Work instruction | All of the data should be reproduced word for word, though its pictures must be omitted.

BEGIN Supplied data

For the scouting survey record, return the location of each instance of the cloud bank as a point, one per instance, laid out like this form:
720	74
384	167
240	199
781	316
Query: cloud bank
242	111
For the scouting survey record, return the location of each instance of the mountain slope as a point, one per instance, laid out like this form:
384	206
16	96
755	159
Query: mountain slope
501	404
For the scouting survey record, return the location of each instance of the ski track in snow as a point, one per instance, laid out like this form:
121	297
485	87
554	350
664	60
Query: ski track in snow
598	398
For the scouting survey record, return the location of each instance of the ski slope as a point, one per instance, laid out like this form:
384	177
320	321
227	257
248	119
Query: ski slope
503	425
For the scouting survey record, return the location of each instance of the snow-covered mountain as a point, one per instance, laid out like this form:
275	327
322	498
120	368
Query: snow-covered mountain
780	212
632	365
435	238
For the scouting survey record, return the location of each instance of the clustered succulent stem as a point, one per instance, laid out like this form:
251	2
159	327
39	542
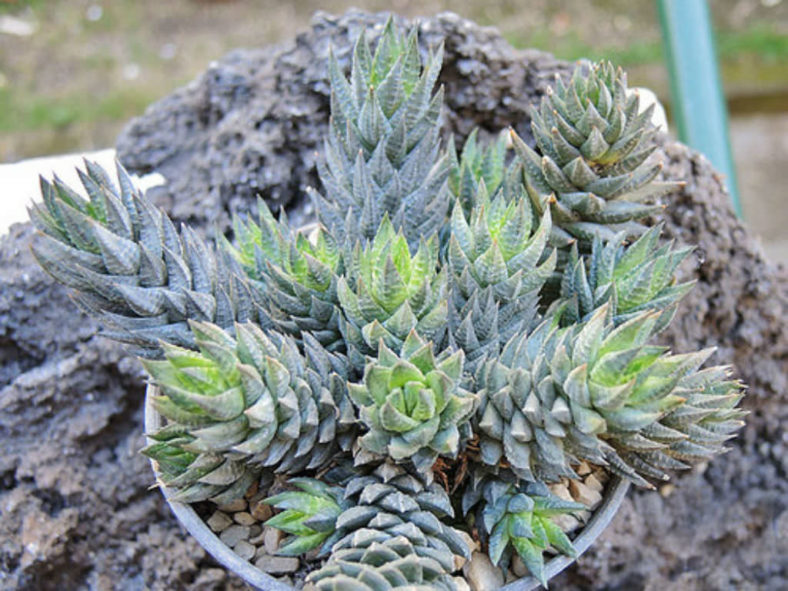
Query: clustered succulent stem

END Supplied data

Reply |
For the scouting survey record, return the location of each instance of the cloud bank as a point, one per instance, laid out like this form:
720	74
384	167
240	199
781	316
Query: cloud bank
242	111
For the scouting survey record, return the location of each instance of the mountain slope as a point, one per instance, laid out like this form:
384	206
16	96
755	159
Query: mountain slope
501	404
For the scouting survey record, return the location of each instance of the ski track in snow as a point, one per instance, laid out like this form:
121	297
485	87
554	350
664	60
Query: ski track in snow
598	398
For the scouting survey record, return the location of each instance of the ski slope as a point, one per instance, laid out like this form:
384	177
320	321
227	257
248	119
Query: ski slope
503	425
For the scouting survey record, return the location of each instance of the snow-covered mountain as a point, one per instance, laid out like this form:
275	327
322	498
120	368
Query: snow-covered mountain
780	212
632	365
435	238
For the scouting survey record, return the location of each instance of the clustered succulent stem as a point, one per instance, laid out like this form:
251	2
159	327
39	542
Query: clustered succulent stem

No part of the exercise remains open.